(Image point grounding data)
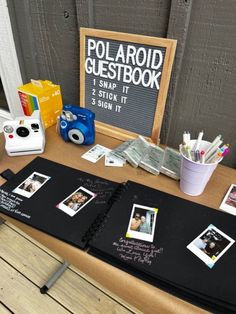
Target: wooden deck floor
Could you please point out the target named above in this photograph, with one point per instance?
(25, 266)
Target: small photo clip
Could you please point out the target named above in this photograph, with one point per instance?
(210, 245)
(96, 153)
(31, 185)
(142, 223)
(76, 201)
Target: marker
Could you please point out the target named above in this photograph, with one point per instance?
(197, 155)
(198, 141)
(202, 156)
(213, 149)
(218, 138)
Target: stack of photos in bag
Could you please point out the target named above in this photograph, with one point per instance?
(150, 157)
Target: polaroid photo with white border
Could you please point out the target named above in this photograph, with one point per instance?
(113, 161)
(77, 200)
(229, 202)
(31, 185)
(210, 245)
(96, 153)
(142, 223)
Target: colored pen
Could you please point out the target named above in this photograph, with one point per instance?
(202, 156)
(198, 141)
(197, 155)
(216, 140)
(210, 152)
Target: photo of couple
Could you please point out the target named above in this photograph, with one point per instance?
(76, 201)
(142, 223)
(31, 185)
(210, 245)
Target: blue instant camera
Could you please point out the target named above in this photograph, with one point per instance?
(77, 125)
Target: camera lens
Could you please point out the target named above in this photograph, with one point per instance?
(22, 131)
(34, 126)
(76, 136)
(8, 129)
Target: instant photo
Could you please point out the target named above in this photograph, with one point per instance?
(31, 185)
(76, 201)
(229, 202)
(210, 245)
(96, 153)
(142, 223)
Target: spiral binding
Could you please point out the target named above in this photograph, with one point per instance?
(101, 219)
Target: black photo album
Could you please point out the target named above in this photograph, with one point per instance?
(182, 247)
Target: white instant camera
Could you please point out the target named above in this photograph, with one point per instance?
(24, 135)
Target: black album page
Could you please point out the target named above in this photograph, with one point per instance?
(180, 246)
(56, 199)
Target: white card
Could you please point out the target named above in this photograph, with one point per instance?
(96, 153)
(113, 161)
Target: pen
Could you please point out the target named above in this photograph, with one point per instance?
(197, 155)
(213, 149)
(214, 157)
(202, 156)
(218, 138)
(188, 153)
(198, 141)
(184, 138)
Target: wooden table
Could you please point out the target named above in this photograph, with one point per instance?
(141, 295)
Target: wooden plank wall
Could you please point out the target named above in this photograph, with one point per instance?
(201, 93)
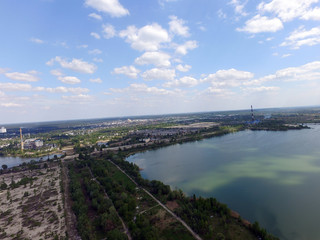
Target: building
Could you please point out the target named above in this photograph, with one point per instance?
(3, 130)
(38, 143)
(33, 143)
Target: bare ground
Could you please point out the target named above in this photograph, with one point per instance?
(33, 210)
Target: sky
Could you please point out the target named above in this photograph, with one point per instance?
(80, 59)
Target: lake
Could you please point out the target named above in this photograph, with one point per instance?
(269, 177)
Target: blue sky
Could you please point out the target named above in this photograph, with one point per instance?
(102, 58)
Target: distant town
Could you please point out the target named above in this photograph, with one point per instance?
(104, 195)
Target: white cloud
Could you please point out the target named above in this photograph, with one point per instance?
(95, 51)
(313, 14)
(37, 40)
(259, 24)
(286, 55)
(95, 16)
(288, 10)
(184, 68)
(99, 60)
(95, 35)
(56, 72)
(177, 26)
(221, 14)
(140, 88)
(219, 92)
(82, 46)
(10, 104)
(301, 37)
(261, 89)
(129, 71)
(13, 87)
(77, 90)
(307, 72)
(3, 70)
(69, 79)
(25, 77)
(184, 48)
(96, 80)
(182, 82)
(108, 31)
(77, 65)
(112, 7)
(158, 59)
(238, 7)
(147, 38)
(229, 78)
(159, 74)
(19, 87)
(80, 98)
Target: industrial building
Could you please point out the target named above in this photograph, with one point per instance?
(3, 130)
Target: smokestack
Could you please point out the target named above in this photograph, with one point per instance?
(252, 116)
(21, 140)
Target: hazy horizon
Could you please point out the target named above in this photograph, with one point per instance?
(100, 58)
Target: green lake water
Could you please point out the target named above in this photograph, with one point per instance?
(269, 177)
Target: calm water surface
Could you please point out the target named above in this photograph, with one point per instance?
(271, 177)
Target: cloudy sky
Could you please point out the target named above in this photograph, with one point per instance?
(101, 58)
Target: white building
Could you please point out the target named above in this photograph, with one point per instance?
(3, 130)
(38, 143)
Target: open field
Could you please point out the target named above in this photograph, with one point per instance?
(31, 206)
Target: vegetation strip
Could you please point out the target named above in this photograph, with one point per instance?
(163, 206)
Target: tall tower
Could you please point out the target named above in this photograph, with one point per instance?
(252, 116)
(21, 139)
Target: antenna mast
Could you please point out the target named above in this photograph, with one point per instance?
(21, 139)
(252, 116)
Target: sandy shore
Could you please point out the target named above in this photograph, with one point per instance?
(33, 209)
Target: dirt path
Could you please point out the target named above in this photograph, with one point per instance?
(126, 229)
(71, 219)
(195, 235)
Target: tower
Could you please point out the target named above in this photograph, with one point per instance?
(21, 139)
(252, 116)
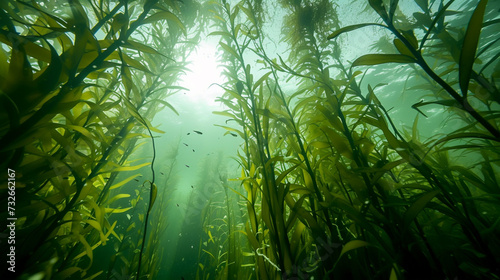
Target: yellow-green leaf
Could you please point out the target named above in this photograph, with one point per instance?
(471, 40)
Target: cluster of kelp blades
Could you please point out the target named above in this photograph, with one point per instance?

#### What is needed:
Set down word for word the lines from the first entry through the line with "Target: colored pen", both included, omitting pictures.

#### Output below:
Target: wooden deck floor
Could you please point out the target named above in this photograph, with one point per instance?
(25, 266)
Target: small photo clip
Could you please point out the target named above in this photograph, with one point per instance?
(210, 245)
(96, 153)
(31, 185)
(142, 223)
(76, 201)
Target: marker
Could you please point out the target named above in this photograph, with one point per instance?
(197, 155)
(198, 141)
(202, 156)
(213, 149)
(218, 138)
Target: stack of photos in bag
Could you please point out the target named above in this photograph, with one point per instance?
(150, 157)
Target: polaroid photo with white border
Could you please point out the target named above in this photograph, with one point per instance?
(113, 161)
(77, 200)
(229, 202)
(31, 185)
(210, 245)
(96, 153)
(142, 223)
Target: colored pen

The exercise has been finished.